Here is an example design for $g$:
\begin{align}
\mathbf x_i &= \text{glove}(x_i) \\
\mathbf t_1^n, \mathbf h &= \text{encoder}(\mathbf x_1^n; \lambda_{\text{enc}}) \\
g_i(x; \lambda) &= \sigma(\text{dense}_1(\mathbf t_i; \lambda_{\text{output}}))
\end{align}
where
* $\text{glove}$ is a pre-trained embedding function;
* $\text{dense}_1$ is a dense layer with a single output;
* and $\sigma(\cdot)$ is the sigmoid function, necessary to parameterise a Bernoulli distribution.

From now on we will write $Q(z|x, \lambda)$, that is, without $y.

Here we implement this product of Bernoulli distributions:

* implement $g$ in the constructor 
* and the forward pass

In [14]:
class ProductOfBernoullis(nn.Module):
    """
    This is an inference network that parameterises independent Bernoulli distributions.
    """

    def __init__(self,
                 embed: nn.Embedding,
                 hidden_size: int=200,
                 layer: str="bow"):
        """
        :param embed: an embedding layer
        :param hidden_suze: hidden size for transformed inputs
        :param layer: 'bow' for BoW encoding
          you may alternatively implement and 'lstm' option
          which uses a biLSTM to transform the inputs         
        """
        super(ProductOfBernoullis, self).__init__()
        # 1. we should have an embedding layer 
        # 2. we may transform the representations
        # 3. and we should compute parameters for Bernoulli distributions
        
        emb_size = embed.weight.shape[1]
        # Using twice the units just to make the output as large as that of a biLSTM
        enc_size = hidden_size * 2  

        self.embed_layer = nn.Sequential(embed)

**DATASET SECTION:**

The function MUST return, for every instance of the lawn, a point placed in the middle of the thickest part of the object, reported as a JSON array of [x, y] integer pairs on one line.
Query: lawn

**WRITTEN REQUEST:** In the excerpt on the product of Bernoulli distributions, why is the encoder size set to twice the hidden size? Respond in one to three sentences. The data shown above are separate material, unrelated to the excerpt.

**PROBLEM SOLUTION:** The encoder size is doubled only so that the output is as large as that of a biLSTM. The docstring names the biLSTM as an optional 'lstm' alternative to the bag-of-words encoding.